Passage provided START

Federal Judge Rules California’s Death Penalty Is Unconstitutional
A federal judge in Orange County, California, has ruled that California’s death penalty is unconstitutional. [icopyright one button toolbar]
Although many blogs and news outlets are trumpeting the decision as a blow against the death penalty broadly, close examination of the order shows that the effect may actually be quite narrow. Judge Cormac J. Carney ruled that lengthy delays in carrying out executions under California’s death penalty undermined any deterrent or retributive effects of the death penalty. The court found that the long delays resulted in a death penalty that was, in practice, carried out only in a relatively few cases. The court concluded that California’s system now resembled the essentially random death-penalty system that the U.S. Supreme Court invalidated in 1972 in Furman v. Georgia.
But the narrowness of the court’s decision derives from its identification of the specific causes of delays in California’s system. Although long delays are common in all death penalty jurisdictions, courts have generally been reluctant to invalidate the death penalty as a result because so much of the delays result from inmates’ own often-repetitive appeals and petitions. Not so in California:
On the record before it, the Court finds that much of the delay in California’s postconviction review process is created by the State itself, not by inmates’ own interminable efforts to delay.20 Most Death Row inmates wait between three and five years for counsel to be appointed for their direct appeal. After the issues are briefed on direct appeal, another two to three years are spent waiting for oral argument to be scheduled before the California Supreme Court. On state habeas review, far from meeting the ideal goal of appointing state habeas counsel shortly after the death verdict, at least eight to ten years elapse between the death verdict and appointment of habeas counsel. When that counsel is appointed by the State, investigation of potential claims is hampered by underfunding, which in turn slows down the federal habeas review process. Then, after state habeas briefs are submitted, another four years elapse before the California Supreme Court issues a generally conclusory denial of the inmate’s claims. This lack of a reasoned opinion further slows adjudication of inmates’ federal habeas claims. Finally, even after filing a petition for federal habeas review, many inmates, often because of deficiencies rooted in the State’s process, must stay their federal cases to exhaust claims in state court.

Passage provided END

Brief:
Transcribe everything from "Federal Judge Rules" down to "Furman v. Georgia." in the article on the California death penalty ruling.

Provided material START

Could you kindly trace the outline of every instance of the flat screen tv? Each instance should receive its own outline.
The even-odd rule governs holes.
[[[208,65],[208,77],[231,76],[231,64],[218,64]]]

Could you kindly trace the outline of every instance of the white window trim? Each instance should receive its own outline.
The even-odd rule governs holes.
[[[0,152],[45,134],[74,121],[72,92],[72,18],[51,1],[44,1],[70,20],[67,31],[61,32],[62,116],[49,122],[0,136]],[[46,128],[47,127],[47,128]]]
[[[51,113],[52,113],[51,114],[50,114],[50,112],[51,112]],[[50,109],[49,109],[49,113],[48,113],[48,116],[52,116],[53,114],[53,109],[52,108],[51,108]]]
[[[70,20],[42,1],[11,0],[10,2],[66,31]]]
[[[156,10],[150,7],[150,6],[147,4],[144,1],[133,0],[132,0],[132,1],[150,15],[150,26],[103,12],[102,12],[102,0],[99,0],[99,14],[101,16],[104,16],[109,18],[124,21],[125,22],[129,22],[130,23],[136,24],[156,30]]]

Provided material END

Task response:
Federal Judge Rules California’s Death Penalty Is Unconstitutional
A federal judge in Orange County, California, has ruled that California’s death penalty is unconstitutional. [icopyright one button toolbar]
Although many blogs and news outlets are trumpeting the decision as a blow against the death penalty broadly, close examination of the order shows that the effect may actually be quite narrow. Judge Cormac J. Carney ruled that lengthy delays in carrying out executions under California’s death penalty undermined any deterrent or retributive effects of the death penalty. The court found that the long delays resulted in a death penalty that was, in practice, carried out only in a relatively few cases. The court concluded that California’s system now resembled the essentially random death-penalty system that the U.S. Supreme Court invalidated in 1972 in Furman v. Georgia.